Would you transcribe the listing that follows, character for character, and omit its images?

□ □ □ □ □ □ □

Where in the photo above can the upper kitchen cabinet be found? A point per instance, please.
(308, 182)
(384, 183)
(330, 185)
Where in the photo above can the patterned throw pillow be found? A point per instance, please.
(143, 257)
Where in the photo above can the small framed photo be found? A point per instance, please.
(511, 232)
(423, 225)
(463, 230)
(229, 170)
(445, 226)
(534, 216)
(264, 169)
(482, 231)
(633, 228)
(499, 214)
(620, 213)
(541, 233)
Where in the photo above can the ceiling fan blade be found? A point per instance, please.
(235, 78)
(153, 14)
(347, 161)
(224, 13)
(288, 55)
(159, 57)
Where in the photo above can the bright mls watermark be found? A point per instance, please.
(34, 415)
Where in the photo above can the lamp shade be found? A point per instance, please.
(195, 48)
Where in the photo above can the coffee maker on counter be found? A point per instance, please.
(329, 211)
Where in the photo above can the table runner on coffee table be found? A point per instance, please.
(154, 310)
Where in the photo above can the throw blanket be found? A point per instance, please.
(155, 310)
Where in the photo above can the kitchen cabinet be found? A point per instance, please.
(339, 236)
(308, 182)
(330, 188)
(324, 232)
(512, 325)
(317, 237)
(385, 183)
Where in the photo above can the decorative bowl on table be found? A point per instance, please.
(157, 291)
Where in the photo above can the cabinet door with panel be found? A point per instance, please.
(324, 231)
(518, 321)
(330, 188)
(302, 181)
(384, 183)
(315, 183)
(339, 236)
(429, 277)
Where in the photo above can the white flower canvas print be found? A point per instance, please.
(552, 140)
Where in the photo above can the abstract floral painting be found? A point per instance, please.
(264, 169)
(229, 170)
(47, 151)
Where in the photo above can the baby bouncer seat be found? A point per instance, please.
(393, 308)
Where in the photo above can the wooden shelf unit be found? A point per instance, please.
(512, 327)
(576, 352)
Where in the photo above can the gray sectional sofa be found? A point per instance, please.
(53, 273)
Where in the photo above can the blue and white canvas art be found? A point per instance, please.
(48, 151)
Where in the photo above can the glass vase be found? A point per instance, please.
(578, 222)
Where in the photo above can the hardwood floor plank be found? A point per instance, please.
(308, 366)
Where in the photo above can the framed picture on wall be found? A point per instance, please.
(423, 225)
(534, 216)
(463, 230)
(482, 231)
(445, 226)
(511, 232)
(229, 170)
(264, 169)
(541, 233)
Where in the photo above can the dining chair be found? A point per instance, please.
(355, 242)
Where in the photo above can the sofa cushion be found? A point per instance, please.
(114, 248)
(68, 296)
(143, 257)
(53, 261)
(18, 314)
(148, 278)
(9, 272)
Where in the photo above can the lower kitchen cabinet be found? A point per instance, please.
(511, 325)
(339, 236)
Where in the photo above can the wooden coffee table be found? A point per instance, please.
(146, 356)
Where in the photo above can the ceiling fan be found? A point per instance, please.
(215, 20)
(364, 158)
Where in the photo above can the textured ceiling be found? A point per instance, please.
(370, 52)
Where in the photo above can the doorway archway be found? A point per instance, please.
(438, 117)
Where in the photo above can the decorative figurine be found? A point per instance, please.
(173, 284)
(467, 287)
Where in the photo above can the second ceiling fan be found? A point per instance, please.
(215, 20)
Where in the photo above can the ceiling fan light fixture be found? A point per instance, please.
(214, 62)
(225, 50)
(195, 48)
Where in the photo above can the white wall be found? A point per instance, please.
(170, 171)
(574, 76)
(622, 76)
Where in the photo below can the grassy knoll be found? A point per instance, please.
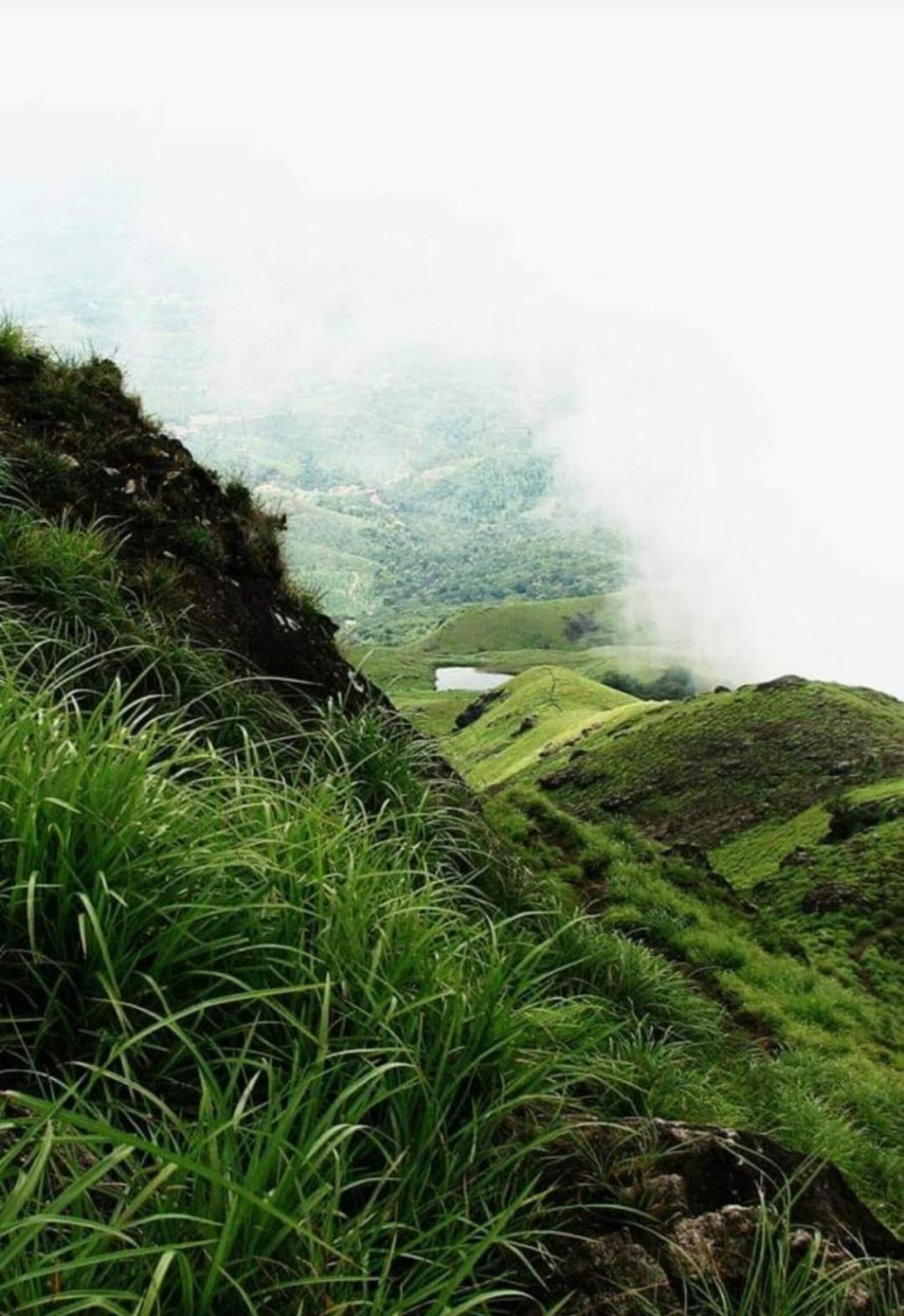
(533, 716)
(285, 1026)
(830, 1077)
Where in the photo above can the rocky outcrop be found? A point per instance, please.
(658, 1208)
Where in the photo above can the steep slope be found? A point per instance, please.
(283, 1026)
(712, 766)
(531, 718)
(78, 445)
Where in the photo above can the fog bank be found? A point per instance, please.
(688, 218)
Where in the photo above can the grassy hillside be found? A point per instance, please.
(285, 1027)
(577, 622)
(805, 957)
(531, 718)
(590, 634)
(719, 764)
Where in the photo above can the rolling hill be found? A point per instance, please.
(295, 1022)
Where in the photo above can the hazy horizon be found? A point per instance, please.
(687, 218)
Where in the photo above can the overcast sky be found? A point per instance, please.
(699, 209)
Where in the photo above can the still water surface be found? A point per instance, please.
(469, 678)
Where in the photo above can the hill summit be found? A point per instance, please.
(294, 1022)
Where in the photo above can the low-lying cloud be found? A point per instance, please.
(690, 218)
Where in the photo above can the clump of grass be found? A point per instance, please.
(199, 544)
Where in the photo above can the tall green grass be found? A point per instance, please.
(271, 1001)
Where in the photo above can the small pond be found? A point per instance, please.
(469, 678)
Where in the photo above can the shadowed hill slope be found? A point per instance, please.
(715, 765)
(285, 1027)
(78, 445)
(531, 718)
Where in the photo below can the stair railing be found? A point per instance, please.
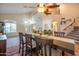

□ □ □ □ □ □ □

SOLUTION BELOW:
Where in the photo above can the upper kitchen cabinet be found? A point per instance, please.
(308, 182)
(384, 183)
(330, 185)
Where in the photo above can the patterned throw pillow be found? A point per instance, please.
(143, 257)
Where in the photo above can the small framed photo be found? A point per instance, please.
(511, 232)
(423, 225)
(463, 230)
(229, 170)
(445, 226)
(534, 216)
(264, 169)
(482, 231)
(633, 228)
(499, 214)
(620, 213)
(541, 233)
Where in the photo above can the ceiling fan blade be found? A point per instance, please.
(235, 78)
(153, 14)
(347, 161)
(224, 13)
(288, 55)
(159, 57)
Where in the photo above can the bright mls watermark be found? A point per instance, please.
(34, 415)
Where in the photo above can the lamp shade be found? A point per instance, please.
(195, 48)
Where in the photo above can the coffee maker on counter be found? A point per instance, please.
(329, 211)
Where in the photo above can the table runner on coffee table be found? A point per instance, please.
(154, 310)
Where in the photo above can the throw blanket be found? A point per instance, please.
(155, 310)
Where in the photo above can the kitchen cabinet be found? A point per instance, please.
(339, 236)
(308, 182)
(330, 188)
(324, 232)
(512, 325)
(317, 237)
(385, 183)
Where in the photo above can the decorative bowl on table be found? A point per instance, please.
(157, 291)
Where in the photo above can the cabinet door with panel be found? A point per instance, please.
(324, 231)
(518, 321)
(330, 188)
(302, 181)
(384, 183)
(315, 183)
(339, 236)
(429, 277)
Where in the photo above can the white flower canvas print be found? A point per instance, please.
(552, 140)
Where in the photo above can the abstract floral painting be found? A point per instance, please.
(264, 169)
(229, 170)
(47, 151)
Where in the photo above can the baby bouncer seat be found? A point per instance, please.
(393, 308)
Where in the photo above can the wooden shelf unit be found? A point per instance, please.
(512, 327)
(576, 352)
Where in the photo above can the gray sectional sofa be found? A point per instance, please.
(53, 273)
Where in the photo above can the blue and white canvas art be found? A point per instance, please.
(48, 151)
Where in the photo above can the glass vase be found? A point per instance, please.
(578, 222)
Where in the photo above can the hardwood floor plank be found? A point per instance, please.
(308, 366)
Where in the photo above can the framed picture on wall be found? A point per instance, please.
(423, 225)
(534, 216)
(463, 230)
(482, 231)
(445, 226)
(511, 232)
(229, 170)
(264, 169)
(541, 233)
Where in the photo above can the dining chair be found? A point per instance, please.
(355, 242)
Where in the photo above can the sofa cushion be found? A point per instance, please.
(114, 248)
(68, 296)
(143, 257)
(53, 261)
(18, 314)
(148, 278)
(9, 272)
Where in the photo above can the lower kitchen cabinet be found? A point per instance, please.
(511, 325)
(339, 236)
Where in the photo above can the wooden coffee table be found? A point per instance, please.
(146, 356)
Where in the photo above can the ceiling fan be found? A point per instance, please.
(215, 20)
(364, 158)
Where in the photo above can the textured ceiling be found? A point per instance, please.
(370, 52)
Where in the photo above can the doorway archway be found? A point per instance, please.
(438, 117)
Where in the photo above can the decorative figurine be found? A point per instance, please.
(173, 284)
(467, 287)
Where in the photo above can the second ceiling fan be found? A point per instance, please.
(215, 20)
Where in the photo above can the ceiling fan light fixture be found? A point per instance, please.
(214, 62)
(225, 50)
(195, 48)
Where in the photo above can the white wall be found? A point per instance, please.
(170, 171)
(574, 76)
(622, 76)
Where in the photo below can the grassy knoll be found? A point per instance, please.
(533, 716)
(285, 1026)
(830, 1077)
Where in the photo above can the rocky outcrop be found? A point per instance, please.
(658, 1208)
Where in the photo above can the steep slope be found? A point per instance, please.
(283, 1026)
(712, 766)
(531, 718)
(78, 445)
Where in the photo above can the fog bank be found? A point per instance, please.
(688, 218)
Where in the photo above can the grassy hillside be found? A point per instance, please.
(285, 1027)
(577, 622)
(805, 957)
(531, 718)
(590, 634)
(719, 764)
Where in the photo above can the rolling hill be found? A point per instance, please.
(295, 1022)
Where in the photo above can the hazy horizon be found? A point per instance, please.
(687, 218)
Where in the photo above can the overcast sky be found? A point per instance, please.
(699, 209)
Where in the photo above can the still water surface be found? A point per instance, please.
(469, 678)
Where in the photo above can the hill summit be found? A point per instance, please.
(294, 1022)
Where in the photo above can the low-lying cloud be found? A point per instance, please.
(690, 218)
Where in the photo above can the clump of grass be found? A point per instance, please.
(199, 544)
Where in the photo above can the tall green grass be found? A point per instance, please.
(271, 1001)
Where in the photo above can the small pond be found? A point per instance, please.
(469, 678)
Where in the photo above can the shadowed hill slope be found? A point per instance, please.
(715, 765)
(285, 1027)
(78, 445)
(531, 718)
Where in the photo below can the stair railing be found? A point per instance, please.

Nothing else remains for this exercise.